#### [Task directions]
In the listing below, start your output at the line with "Give one point for each instance of the tree" and end it after the line with "Give one point for each instance of the road", copying every line exactly.

#### [Records for processing]
=== Section Start ===
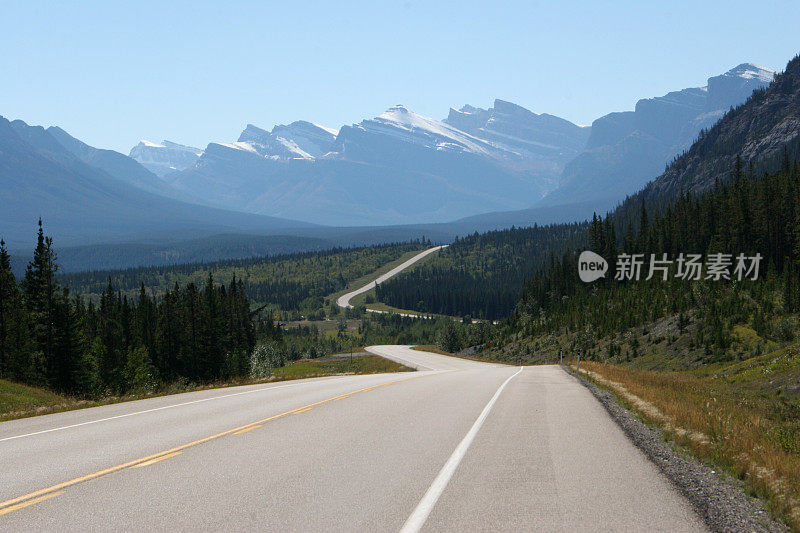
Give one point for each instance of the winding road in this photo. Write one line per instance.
=== Section End ===
=== Section Start ===
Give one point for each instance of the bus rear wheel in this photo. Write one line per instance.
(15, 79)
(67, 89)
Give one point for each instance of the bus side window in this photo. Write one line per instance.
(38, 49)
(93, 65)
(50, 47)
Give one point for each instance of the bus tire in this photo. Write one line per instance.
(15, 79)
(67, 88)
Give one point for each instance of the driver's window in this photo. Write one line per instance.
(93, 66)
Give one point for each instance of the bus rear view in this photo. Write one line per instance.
=== Section End ===
=== Section Start ===
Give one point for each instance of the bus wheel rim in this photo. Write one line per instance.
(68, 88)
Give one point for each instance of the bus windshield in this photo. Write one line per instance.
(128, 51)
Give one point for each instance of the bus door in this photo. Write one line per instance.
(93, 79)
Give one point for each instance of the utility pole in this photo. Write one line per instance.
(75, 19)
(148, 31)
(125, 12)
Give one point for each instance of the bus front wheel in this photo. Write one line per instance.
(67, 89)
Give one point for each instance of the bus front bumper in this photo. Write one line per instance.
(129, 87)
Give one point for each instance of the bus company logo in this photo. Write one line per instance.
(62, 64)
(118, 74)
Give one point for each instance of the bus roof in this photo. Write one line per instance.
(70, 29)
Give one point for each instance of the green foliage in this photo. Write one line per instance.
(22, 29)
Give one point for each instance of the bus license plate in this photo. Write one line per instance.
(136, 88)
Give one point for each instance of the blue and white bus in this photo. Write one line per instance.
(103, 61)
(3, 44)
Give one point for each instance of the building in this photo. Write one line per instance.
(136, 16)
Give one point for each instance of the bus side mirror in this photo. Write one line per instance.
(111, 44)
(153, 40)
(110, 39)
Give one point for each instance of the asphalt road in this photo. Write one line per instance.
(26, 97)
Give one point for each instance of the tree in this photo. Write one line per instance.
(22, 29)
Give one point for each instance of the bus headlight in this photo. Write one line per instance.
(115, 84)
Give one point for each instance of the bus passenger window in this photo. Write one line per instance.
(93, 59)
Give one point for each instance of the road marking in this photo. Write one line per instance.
=== Section End ===
#### [Task output]
Give one point for each instance of the tree in this photo. Write one line per instance.
(22, 29)
Give one point for each instance of the bus headlight in this photo. Write one line per instance.
(115, 84)
Give one point for each instance of the bus passenger window in this photo. Write one line per instance.
(93, 59)
Give one point for each instance of the road marking in this photo. Write one line per instance.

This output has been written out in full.